#### Excerpt to read
***

🔥 Visions, and burnout

I tend to think of "visions" as one's life purpose. A vision should be so audacious that you're incredibly unlikely to achieve it.

  • Solving world hunger.
  • Interplanetary travel.
  • Developing a novel cancer immunotherapy.

Or some other tremendously complex problem. Even with the world's talent and funding on your side, you probably won't be able to accomplish this. Even if it were feasible, there wouldn't be enough time.

Zooming in a little: "goals" seem to be a smaller unit of a vision, with the important distinction that they are 1. clearly possible and 2. possible with much less time and resources.

  • Learning how to play guitar.
  • Running a 5k.
  • Getting a degree.

These things are not only possible, they have likely been achieved by others already. Maybe thousands of times.

This is why orienting one's life (or company) around a vision, not a goal, becomes advantageous. I've found that having a goal be the root of all motivations and initiatives is much less motivating, even if the goal itself might take a lot of effort and time to make a reality (relatively little time compared to a vision). In my experience, trying to achieve goals is more likely to lead to a lack of motivation or burnout. I think this is for many reasons, but the primary one is living my life like a checklist isn't that fulfilling. "Seeing what happens," given a set of circumstances, and letting that play out, I find more rewarding. It's not what I achieve in my life that I think motivates me, but how the things I did do happened at all.

Aligning a purpose with something so outlandish it seems impossible gives you some freedom to not actually "achieve" anything. Counter-intuitively, I've found that a byproduct of this is a natural tailwind that makes achieving goals easier. Thinking bigger and spending time in the clouds makes things on the ground rise to the occasion.

When your life is a series of goals, the rational part of your mind has an easier time procrastinating, and you have an easier, unconscious time associating those goals with other things you've done. It can be more easily manipulated, changed, put off, or cut entirely. Quit on.

When your life has a vision, you are not afforded such luxuries. You might find your goals happen anyway. Or, better yet, the right goals for you.

***

#### Data records
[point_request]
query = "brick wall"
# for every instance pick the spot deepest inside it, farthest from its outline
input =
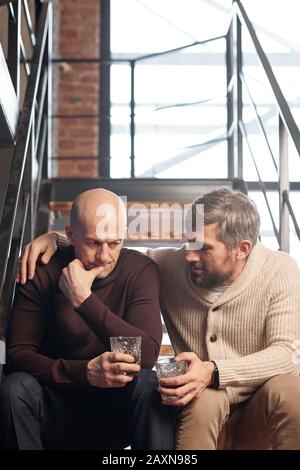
(76, 87)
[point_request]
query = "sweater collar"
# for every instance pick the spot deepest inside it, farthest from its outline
(253, 266)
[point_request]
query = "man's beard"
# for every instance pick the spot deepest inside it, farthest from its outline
(209, 280)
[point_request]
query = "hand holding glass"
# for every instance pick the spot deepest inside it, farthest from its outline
(169, 367)
(127, 345)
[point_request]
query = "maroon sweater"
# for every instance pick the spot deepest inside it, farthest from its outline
(53, 341)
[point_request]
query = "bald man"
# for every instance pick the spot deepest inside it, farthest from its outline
(63, 387)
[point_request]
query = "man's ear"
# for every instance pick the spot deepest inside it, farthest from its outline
(69, 233)
(244, 249)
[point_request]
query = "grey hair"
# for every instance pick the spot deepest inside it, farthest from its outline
(234, 212)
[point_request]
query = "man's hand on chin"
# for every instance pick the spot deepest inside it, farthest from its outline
(76, 282)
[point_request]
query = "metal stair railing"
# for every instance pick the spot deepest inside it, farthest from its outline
(236, 84)
(31, 150)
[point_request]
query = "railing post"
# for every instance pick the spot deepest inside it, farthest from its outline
(47, 164)
(14, 35)
(104, 95)
(132, 121)
(284, 219)
(234, 61)
(229, 101)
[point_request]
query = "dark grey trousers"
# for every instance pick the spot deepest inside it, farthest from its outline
(34, 416)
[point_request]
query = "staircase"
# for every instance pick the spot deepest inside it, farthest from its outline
(24, 134)
(31, 202)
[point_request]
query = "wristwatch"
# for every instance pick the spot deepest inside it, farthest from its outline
(216, 380)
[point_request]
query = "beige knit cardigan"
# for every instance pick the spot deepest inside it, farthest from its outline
(251, 331)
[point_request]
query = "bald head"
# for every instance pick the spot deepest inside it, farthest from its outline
(101, 211)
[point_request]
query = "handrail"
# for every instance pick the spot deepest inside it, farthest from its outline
(258, 118)
(284, 109)
(241, 125)
(287, 201)
(20, 193)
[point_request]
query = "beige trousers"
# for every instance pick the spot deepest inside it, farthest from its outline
(270, 419)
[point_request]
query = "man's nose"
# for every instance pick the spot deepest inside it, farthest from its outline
(103, 254)
(193, 256)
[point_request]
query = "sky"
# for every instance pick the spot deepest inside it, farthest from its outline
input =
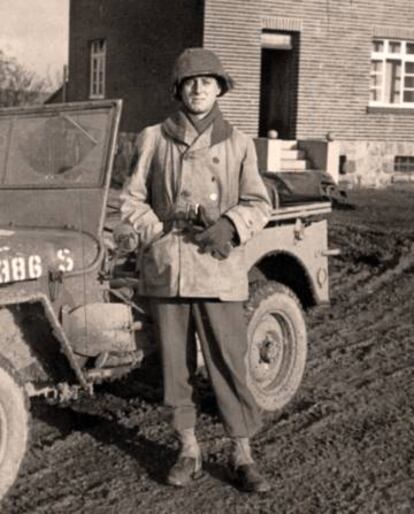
(35, 32)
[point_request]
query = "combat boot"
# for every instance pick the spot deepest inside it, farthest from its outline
(188, 466)
(243, 470)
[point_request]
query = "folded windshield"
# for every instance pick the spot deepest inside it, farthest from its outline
(53, 149)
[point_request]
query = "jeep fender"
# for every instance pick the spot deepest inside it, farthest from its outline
(34, 342)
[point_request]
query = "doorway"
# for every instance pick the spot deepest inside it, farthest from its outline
(279, 84)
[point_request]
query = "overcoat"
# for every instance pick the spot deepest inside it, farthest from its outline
(178, 168)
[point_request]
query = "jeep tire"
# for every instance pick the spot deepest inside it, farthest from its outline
(277, 344)
(14, 425)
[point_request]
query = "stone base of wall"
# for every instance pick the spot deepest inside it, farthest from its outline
(371, 163)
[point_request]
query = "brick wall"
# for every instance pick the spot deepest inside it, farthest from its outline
(143, 39)
(335, 47)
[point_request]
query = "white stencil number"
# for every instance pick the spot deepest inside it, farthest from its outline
(66, 260)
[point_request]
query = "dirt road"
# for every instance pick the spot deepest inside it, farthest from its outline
(344, 445)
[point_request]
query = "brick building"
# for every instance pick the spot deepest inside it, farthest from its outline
(303, 67)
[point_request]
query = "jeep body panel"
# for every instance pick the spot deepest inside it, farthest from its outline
(296, 238)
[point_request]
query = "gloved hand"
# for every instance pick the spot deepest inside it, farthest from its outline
(194, 220)
(218, 239)
(125, 237)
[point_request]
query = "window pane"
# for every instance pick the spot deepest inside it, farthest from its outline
(409, 82)
(376, 80)
(378, 46)
(409, 67)
(376, 66)
(394, 47)
(392, 81)
(375, 95)
(410, 48)
(408, 96)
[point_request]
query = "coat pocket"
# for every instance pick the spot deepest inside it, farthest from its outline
(159, 265)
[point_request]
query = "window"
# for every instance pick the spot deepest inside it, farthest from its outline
(97, 68)
(392, 73)
(404, 163)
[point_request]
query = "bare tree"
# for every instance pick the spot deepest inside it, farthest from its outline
(19, 86)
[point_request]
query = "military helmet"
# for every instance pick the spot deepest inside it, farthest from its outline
(194, 62)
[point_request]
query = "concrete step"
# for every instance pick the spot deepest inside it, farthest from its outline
(288, 144)
(292, 154)
(294, 165)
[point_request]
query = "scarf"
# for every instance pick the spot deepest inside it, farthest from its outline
(177, 125)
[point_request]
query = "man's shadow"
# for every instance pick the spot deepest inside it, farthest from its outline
(155, 458)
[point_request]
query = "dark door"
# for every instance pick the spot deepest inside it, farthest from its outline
(279, 84)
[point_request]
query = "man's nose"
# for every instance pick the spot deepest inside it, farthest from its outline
(197, 85)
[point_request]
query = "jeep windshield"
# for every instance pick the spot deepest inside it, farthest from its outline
(50, 148)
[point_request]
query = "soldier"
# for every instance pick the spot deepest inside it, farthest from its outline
(195, 197)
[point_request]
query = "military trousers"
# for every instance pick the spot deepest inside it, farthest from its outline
(223, 339)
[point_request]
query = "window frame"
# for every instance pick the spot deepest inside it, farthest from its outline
(384, 56)
(97, 69)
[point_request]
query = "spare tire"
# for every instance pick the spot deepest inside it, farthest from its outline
(277, 344)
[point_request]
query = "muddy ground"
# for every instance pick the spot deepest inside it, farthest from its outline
(345, 444)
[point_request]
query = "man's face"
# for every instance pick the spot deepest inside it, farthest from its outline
(198, 94)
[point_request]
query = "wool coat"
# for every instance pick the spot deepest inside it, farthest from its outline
(176, 168)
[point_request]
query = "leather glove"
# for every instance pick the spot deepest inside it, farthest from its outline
(125, 237)
(195, 218)
(218, 239)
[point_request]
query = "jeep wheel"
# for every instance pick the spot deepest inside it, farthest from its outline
(14, 426)
(277, 344)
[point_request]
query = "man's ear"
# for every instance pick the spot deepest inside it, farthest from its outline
(219, 88)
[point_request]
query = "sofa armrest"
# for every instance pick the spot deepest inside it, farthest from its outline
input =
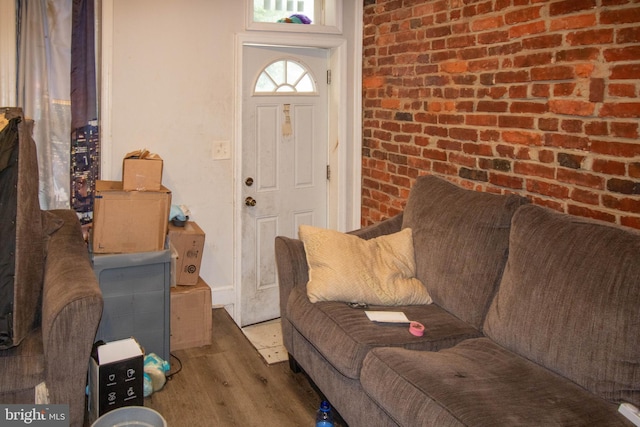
(71, 310)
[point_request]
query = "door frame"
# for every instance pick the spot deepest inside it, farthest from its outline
(344, 176)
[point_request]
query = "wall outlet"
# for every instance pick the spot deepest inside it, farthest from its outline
(221, 150)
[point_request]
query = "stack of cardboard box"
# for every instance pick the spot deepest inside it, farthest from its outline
(191, 296)
(132, 215)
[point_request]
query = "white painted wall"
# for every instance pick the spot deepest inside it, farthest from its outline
(168, 86)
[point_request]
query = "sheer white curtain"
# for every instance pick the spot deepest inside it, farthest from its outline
(44, 62)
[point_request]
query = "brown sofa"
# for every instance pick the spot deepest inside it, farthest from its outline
(533, 322)
(47, 278)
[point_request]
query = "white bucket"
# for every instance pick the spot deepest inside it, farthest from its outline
(131, 416)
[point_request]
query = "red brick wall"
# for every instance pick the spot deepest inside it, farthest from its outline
(535, 97)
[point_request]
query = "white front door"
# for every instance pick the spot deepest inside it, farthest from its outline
(284, 163)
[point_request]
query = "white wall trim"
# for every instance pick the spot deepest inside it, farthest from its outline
(8, 54)
(356, 171)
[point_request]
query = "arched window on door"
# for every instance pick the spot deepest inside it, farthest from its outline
(285, 77)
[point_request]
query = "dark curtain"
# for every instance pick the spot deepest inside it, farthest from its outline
(85, 140)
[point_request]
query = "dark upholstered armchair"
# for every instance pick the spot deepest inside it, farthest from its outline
(50, 304)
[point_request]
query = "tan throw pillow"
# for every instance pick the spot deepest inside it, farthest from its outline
(344, 267)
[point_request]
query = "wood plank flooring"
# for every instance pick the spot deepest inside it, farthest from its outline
(228, 384)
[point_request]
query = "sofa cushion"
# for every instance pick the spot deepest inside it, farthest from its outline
(344, 267)
(22, 367)
(344, 335)
(460, 240)
(478, 383)
(569, 300)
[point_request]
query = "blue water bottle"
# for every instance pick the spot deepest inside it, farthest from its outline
(324, 416)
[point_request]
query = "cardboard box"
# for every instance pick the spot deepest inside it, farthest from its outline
(129, 221)
(188, 242)
(190, 316)
(142, 171)
(116, 377)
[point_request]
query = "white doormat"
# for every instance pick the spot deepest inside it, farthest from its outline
(266, 337)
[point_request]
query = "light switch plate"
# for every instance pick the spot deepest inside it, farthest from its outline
(221, 150)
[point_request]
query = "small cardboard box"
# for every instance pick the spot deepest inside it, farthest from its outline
(142, 171)
(188, 242)
(116, 377)
(129, 221)
(191, 316)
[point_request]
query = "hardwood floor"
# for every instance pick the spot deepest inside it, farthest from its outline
(228, 384)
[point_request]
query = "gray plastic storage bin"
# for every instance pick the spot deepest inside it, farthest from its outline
(135, 288)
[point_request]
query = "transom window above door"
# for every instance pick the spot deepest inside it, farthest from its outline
(285, 77)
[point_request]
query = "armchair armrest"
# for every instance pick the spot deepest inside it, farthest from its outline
(71, 310)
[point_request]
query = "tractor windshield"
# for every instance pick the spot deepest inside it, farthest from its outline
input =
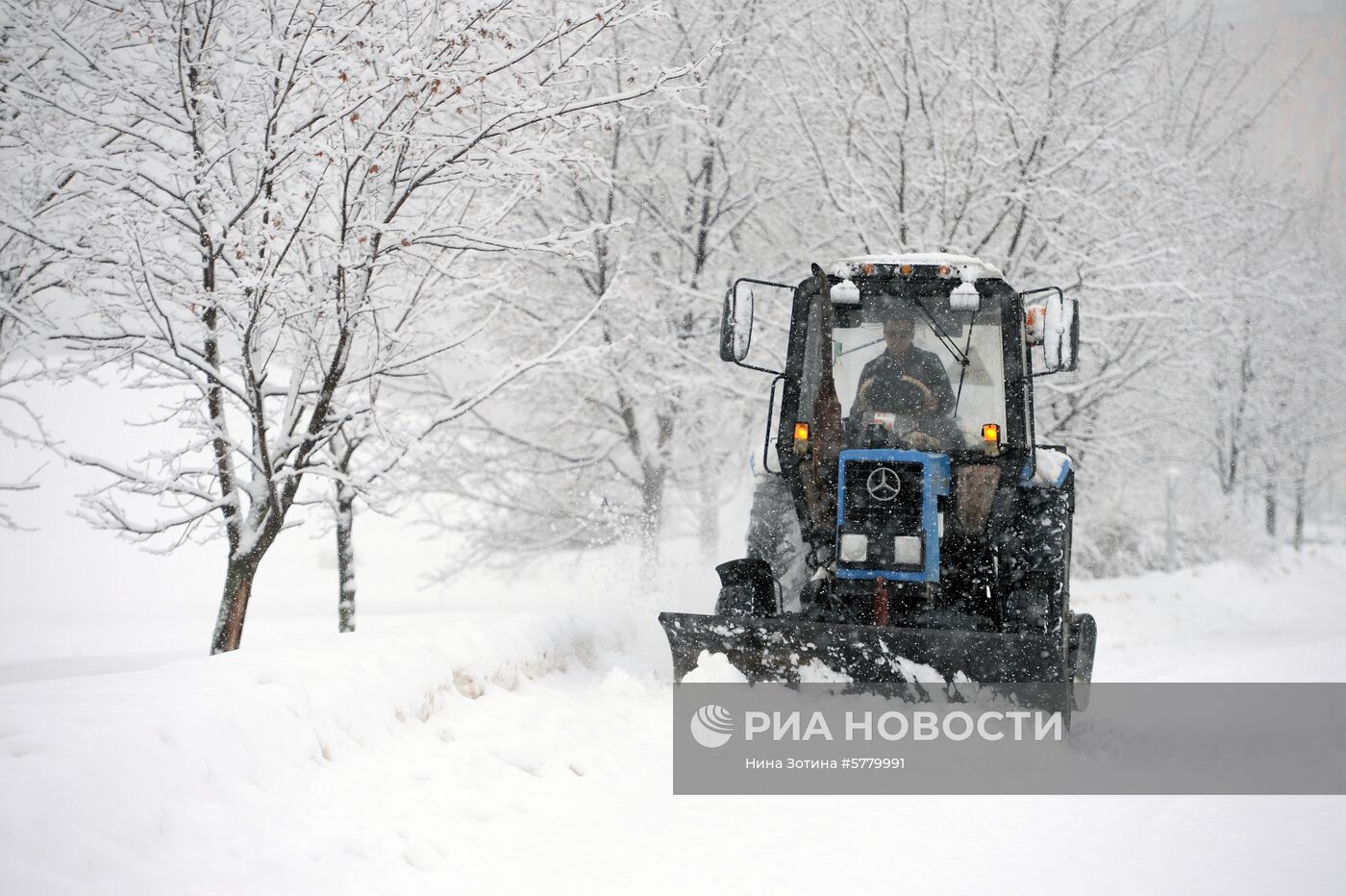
(910, 373)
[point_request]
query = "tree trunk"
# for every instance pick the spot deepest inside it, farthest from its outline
(709, 517)
(1299, 505)
(652, 517)
(345, 558)
(233, 603)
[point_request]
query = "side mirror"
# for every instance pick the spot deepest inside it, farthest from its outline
(736, 324)
(1060, 334)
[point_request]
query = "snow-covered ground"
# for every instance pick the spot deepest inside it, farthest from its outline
(520, 751)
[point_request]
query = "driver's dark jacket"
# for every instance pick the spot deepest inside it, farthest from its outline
(915, 363)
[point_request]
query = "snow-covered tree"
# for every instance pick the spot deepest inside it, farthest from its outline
(280, 174)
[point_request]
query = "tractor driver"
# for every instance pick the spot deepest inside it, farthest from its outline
(910, 383)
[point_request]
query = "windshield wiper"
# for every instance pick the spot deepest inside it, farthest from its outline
(965, 362)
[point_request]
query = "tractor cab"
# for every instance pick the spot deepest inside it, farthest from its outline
(935, 531)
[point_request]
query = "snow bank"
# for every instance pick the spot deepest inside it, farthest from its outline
(511, 752)
(154, 781)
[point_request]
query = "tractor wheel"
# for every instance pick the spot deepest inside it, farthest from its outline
(774, 537)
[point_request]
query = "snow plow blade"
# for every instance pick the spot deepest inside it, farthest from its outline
(776, 649)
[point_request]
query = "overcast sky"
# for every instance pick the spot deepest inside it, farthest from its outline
(1309, 125)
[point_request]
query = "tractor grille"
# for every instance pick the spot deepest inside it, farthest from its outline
(881, 521)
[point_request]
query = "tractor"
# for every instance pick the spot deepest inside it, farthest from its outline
(935, 529)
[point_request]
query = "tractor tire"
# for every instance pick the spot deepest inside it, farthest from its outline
(774, 537)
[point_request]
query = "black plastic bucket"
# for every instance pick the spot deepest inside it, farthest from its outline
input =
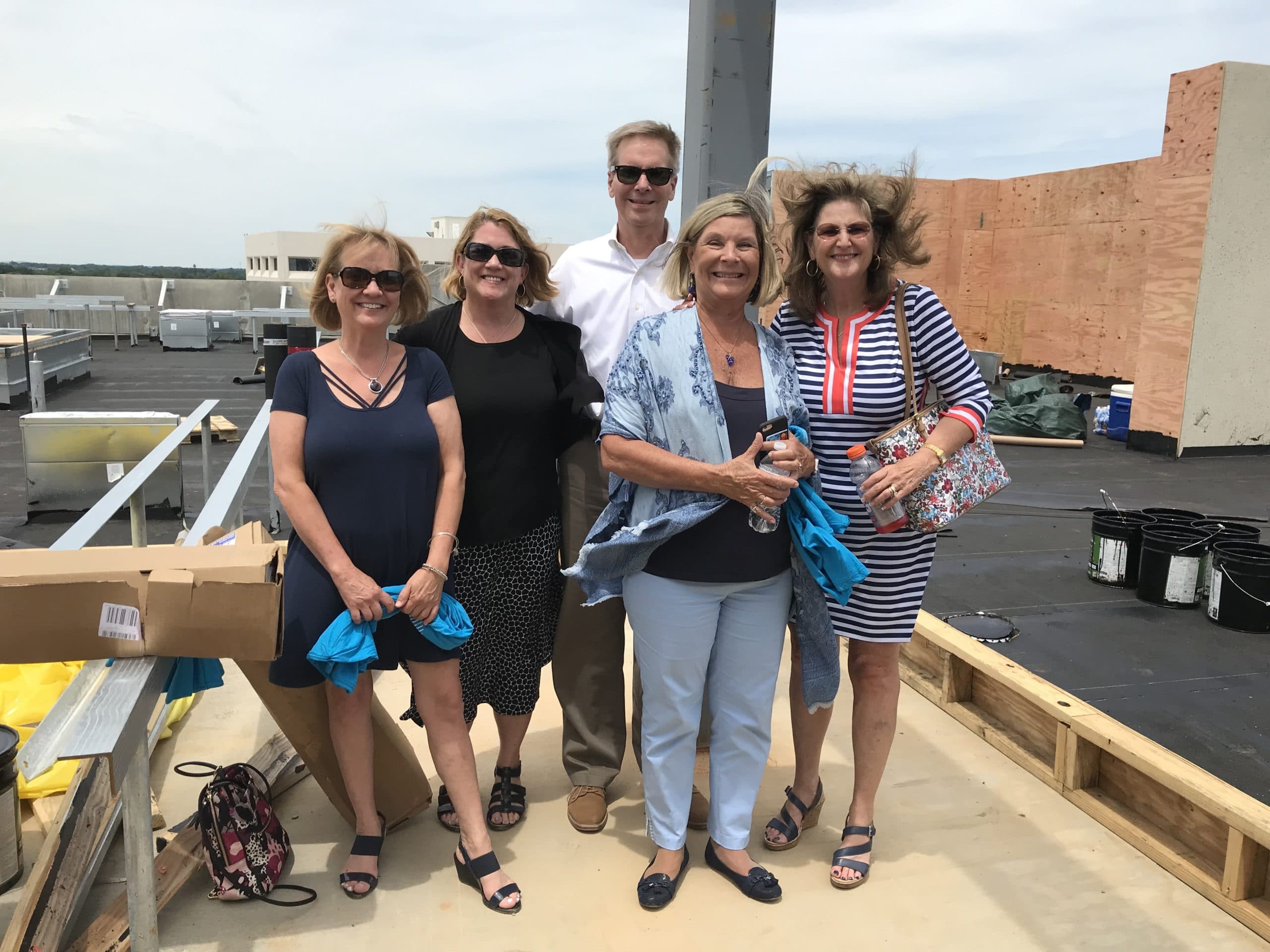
(1115, 547)
(10, 821)
(1240, 597)
(1226, 532)
(1176, 516)
(1169, 572)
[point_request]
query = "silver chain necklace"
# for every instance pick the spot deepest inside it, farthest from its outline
(373, 382)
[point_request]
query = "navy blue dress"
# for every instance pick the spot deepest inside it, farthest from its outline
(375, 473)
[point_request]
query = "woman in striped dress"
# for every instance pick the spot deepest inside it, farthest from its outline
(849, 232)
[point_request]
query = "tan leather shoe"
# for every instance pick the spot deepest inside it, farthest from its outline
(699, 810)
(588, 812)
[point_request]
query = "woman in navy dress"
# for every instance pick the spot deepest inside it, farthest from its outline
(849, 232)
(369, 465)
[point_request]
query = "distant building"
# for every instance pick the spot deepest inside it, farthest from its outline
(293, 255)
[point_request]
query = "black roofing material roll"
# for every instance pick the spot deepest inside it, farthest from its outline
(1169, 572)
(1115, 547)
(10, 821)
(1240, 595)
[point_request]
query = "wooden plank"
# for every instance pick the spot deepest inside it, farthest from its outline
(44, 908)
(1245, 874)
(183, 856)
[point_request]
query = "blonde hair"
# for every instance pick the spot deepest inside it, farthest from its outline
(751, 203)
(416, 294)
(538, 285)
(649, 128)
(887, 205)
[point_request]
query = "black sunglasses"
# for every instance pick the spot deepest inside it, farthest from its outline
(629, 175)
(359, 278)
(480, 252)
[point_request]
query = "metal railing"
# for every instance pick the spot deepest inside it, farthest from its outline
(103, 711)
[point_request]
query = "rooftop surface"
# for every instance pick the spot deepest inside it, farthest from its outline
(972, 846)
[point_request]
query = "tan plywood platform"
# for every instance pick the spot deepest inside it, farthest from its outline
(973, 853)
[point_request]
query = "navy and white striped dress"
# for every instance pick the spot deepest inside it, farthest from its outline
(856, 393)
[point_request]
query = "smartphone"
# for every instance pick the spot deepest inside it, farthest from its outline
(775, 428)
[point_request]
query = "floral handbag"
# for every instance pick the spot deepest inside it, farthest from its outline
(969, 476)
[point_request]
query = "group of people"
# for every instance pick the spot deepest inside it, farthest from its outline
(568, 448)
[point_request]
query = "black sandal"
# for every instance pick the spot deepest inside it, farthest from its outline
(785, 826)
(365, 846)
(445, 808)
(506, 797)
(472, 870)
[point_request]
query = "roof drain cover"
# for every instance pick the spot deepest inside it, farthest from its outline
(985, 626)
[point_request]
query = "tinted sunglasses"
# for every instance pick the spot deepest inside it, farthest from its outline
(359, 278)
(509, 257)
(831, 232)
(629, 175)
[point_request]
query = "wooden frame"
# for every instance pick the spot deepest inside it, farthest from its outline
(1201, 829)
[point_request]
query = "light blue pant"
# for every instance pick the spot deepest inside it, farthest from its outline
(689, 634)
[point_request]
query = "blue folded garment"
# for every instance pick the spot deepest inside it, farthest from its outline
(346, 651)
(813, 526)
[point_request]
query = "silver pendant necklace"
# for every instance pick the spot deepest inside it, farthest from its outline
(373, 384)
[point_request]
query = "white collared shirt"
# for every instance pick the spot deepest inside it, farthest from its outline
(604, 291)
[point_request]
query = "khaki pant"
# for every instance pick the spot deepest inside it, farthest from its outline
(591, 643)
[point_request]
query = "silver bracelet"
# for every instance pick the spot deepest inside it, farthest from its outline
(446, 534)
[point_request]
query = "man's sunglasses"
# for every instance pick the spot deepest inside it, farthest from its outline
(359, 278)
(831, 232)
(629, 175)
(480, 252)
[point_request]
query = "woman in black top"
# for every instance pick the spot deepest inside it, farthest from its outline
(522, 390)
(369, 464)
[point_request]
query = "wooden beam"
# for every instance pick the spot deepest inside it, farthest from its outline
(1245, 875)
(183, 856)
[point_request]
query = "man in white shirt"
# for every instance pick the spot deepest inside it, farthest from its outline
(606, 286)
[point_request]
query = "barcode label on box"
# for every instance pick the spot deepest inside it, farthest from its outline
(120, 622)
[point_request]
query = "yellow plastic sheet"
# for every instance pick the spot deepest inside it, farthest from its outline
(27, 692)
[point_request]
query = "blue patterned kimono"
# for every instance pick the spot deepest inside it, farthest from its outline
(662, 391)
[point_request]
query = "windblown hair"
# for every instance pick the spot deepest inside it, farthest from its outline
(649, 128)
(416, 294)
(754, 205)
(538, 285)
(886, 202)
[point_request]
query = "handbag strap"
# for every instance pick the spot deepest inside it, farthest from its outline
(906, 351)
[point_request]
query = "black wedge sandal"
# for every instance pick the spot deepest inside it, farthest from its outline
(445, 808)
(785, 826)
(472, 870)
(506, 797)
(842, 857)
(365, 846)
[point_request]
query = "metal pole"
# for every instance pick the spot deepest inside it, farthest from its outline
(36, 382)
(207, 457)
(139, 849)
(137, 517)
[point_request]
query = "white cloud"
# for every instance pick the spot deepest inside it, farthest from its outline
(160, 132)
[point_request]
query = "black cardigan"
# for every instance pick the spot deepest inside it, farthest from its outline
(575, 388)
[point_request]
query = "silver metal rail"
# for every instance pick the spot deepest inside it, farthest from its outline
(103, 713)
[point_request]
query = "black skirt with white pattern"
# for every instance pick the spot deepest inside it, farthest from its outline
(512, 592)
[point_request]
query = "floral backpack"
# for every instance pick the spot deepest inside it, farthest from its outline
(244, 843)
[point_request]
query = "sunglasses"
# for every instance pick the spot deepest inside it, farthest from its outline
(509, 257)
(359, 278)
(831, 232)
(629, 175)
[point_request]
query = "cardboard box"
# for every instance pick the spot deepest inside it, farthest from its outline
(166, 601)
(402, 787)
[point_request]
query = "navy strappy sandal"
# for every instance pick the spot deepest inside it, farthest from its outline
(842, 857)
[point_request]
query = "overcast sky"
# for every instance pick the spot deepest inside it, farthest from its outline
(136, 132)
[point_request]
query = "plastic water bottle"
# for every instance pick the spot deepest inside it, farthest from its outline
(886, 517)
(759, 524)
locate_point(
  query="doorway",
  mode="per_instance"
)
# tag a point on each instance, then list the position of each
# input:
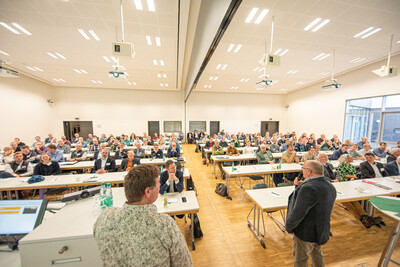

***

#### Activities
- 1) Answer these questions about the essay on visions and burnout:
(a) What two features set goals apart from a vision?
(b) What does the writer call the primary reason that pursuing goals isn't fulfilling?
(c) What three examples of goals does the essay list?
- 2) Output the stretch of the essay on visions and burnout from "I tend to think" through "Getting a degree.", copied word for word.

#### Answers by item
- 1)
(a) Goals are clearly possible, and they are possible with much less time and resources.
(b) Living life like a checklist isn't that fulfilling.
(c) Learning how to play guitar, running a 5k, and getting a degree.

- 2)
I tend to think of "visions" as one's life purpose. A vision should be so audacious that you're incredibly unlikely to achieve it.

  • Solving world hunger.
  • Interplanetary travel.
  • Developing a novel cancer immunotherapy.

Or some other tremendously complex problem. Even with the world's talent and funding on your side, you probably won't be able to accomplish this. Even if it were feasible, there wouldn't be enough time.

Zooming in a little: "goals" seem to be a smaller unit of a vision, with the important distinction that they are 1. clearly possible and 2. possible with much less time and resources.

  • Learning how to play guitar.
  • Running a 5k.
  • Getting a degree.